— START TEXT —
Scientific Games Acquires Leading Lottery Sales Force and Retail Applications Supplier, Lapis Software Associates
Companies Share Innovation Vision for Agile Lottery Performance Tools
LAS VEGAS and ATLANTA – June 29, 2017– Scientific Games Corporation (NASDAQ: SGMS) (“Scientific Games” or the “Company”) today announced that the Company has successfully completed the acquisition of long-time business partner Lapis Software Associates, LLC (“Lapis”), an international supplier of lottery sales force and retail performance applications called gem | Intelligence® and gem | Retailer™. Additionally, Lapis supplies technology consulting services focused on high-performance, mission-critical distributed applications. Scientific Games and Lapis share a vision of innovation in developing solutions that meet the individual needs of lotteries and their retailers.
Pat McHugh, Scientific Games’ Senior Vice President, Global Lottery Systems, said, “Scientific Games is the industry leader in maximizing retail performance for our customers. The acquisition of Lapis Software Associates expands our suite of value-added retail products, accelerates the development of new innovations, and positions our offerings to be the most agile and comprehensive toolset for lotteries and retailers to improve performance. The Lapis software products are consistent with our service-oriented approach that allows us to integrate seamlessly with our existing instant product and systems customers’ gaming systems and other suppliers’ gaming systems.”
— END TEXT —
— START STORED RECORDS —
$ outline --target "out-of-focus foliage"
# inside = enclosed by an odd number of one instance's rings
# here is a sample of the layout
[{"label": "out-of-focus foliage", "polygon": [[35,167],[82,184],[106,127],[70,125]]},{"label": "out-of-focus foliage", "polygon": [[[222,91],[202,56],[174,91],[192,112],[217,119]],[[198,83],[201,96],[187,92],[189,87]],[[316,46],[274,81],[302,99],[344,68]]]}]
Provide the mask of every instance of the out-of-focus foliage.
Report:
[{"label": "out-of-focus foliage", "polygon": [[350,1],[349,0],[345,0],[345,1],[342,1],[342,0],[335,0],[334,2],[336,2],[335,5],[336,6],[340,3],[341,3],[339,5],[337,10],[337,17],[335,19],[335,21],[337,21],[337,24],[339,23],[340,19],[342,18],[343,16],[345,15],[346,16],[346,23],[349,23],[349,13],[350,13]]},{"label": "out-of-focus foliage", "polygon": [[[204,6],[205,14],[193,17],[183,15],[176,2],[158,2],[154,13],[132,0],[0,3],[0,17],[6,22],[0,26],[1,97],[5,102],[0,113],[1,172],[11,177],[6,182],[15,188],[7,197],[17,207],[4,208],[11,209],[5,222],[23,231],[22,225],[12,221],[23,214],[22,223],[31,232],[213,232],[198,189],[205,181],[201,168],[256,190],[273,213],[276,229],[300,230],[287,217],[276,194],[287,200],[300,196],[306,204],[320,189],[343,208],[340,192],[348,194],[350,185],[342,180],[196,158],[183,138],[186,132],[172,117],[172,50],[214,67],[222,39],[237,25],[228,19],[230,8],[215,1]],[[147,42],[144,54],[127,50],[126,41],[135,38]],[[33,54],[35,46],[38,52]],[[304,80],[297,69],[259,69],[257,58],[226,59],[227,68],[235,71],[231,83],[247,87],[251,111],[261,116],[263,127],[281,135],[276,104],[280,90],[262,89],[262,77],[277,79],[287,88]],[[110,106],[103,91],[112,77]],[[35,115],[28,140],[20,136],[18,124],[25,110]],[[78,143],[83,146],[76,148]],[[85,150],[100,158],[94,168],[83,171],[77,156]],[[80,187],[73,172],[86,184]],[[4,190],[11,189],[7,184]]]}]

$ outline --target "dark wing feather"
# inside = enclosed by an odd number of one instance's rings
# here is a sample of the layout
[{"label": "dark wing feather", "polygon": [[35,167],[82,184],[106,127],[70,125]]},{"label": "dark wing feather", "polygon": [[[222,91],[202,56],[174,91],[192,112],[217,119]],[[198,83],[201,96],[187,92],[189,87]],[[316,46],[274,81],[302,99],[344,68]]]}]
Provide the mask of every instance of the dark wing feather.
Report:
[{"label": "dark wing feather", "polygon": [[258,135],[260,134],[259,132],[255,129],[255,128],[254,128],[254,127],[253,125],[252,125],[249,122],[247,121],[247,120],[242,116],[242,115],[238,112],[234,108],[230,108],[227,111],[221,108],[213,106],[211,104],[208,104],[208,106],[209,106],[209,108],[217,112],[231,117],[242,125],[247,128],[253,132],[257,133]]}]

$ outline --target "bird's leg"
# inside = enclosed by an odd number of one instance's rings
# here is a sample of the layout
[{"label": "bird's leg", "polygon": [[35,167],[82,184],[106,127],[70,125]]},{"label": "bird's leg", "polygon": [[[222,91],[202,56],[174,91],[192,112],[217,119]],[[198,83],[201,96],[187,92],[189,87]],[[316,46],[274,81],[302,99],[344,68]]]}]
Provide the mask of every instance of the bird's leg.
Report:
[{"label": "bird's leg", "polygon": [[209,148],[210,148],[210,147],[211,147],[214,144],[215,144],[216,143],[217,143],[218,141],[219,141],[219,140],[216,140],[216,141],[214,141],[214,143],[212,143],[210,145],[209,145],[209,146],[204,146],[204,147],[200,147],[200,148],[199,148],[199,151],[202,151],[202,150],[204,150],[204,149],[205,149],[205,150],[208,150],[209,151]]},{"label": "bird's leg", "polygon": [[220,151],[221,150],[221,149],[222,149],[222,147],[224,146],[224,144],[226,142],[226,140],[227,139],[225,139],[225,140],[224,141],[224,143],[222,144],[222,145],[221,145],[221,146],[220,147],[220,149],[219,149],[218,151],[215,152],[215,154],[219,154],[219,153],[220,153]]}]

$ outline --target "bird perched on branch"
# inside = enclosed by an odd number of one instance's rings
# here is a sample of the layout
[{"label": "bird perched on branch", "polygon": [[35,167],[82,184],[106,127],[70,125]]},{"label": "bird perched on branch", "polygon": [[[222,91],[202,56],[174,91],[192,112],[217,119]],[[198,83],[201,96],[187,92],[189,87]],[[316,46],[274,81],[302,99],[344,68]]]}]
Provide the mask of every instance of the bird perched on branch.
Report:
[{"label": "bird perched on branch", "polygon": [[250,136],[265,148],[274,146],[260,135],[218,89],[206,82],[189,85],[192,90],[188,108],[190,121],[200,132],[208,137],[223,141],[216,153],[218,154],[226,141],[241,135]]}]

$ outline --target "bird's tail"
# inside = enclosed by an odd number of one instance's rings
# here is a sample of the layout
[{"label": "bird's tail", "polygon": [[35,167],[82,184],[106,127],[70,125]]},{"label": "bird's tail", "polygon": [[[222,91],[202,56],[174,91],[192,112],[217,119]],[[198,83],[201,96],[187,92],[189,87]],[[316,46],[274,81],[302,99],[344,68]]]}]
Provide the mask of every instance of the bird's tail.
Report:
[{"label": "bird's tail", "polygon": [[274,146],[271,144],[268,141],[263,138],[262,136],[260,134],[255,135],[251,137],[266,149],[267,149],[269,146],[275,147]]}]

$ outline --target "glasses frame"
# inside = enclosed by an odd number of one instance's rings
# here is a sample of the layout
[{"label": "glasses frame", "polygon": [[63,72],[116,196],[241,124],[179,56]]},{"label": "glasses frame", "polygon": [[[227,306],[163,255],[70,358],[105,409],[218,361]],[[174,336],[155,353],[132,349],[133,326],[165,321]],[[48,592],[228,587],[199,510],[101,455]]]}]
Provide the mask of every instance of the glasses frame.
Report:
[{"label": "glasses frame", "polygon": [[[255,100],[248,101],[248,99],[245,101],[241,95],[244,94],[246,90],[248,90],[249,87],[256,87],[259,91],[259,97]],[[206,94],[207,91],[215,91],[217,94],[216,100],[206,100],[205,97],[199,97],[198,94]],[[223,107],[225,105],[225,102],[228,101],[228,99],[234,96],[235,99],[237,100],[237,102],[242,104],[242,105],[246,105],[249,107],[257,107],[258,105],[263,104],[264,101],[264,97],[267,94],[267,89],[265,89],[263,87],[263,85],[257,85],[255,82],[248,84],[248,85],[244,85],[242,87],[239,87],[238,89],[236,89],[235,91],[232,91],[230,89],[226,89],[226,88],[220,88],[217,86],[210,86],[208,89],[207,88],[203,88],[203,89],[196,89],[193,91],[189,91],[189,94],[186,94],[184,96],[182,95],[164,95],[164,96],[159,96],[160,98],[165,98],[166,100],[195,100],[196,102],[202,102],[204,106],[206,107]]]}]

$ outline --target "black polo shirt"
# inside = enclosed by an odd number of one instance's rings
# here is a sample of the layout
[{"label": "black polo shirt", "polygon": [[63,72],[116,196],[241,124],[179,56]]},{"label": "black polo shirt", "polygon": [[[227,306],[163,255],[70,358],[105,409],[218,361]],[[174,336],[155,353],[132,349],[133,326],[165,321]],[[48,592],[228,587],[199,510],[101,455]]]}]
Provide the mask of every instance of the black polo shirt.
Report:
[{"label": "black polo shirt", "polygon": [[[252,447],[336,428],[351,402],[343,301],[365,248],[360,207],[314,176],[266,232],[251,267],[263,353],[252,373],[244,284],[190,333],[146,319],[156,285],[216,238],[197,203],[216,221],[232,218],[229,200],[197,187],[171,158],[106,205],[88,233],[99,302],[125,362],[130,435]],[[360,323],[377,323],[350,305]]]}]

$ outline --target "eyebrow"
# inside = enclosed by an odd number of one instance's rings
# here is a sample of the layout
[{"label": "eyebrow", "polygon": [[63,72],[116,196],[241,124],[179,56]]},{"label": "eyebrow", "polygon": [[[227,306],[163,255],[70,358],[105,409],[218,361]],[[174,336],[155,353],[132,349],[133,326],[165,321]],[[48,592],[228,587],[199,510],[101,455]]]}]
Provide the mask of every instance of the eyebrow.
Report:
— END STORED RECORDS —
TO DO ▸
Answer these questions using the acquisition announcement.
(a) On what date did Scientific Games announce the acquisition?
(b) What are the names of the two applications Lapis supplies?
(c) What title does Pat McHugh hold at Scientific Games?

RESULT FOR THIS TASK ▸
(a) June 29, 2017
(b) gem | Intelligence® and gem | Retailer™
(c) Senior Vice President, Global Lottery Systems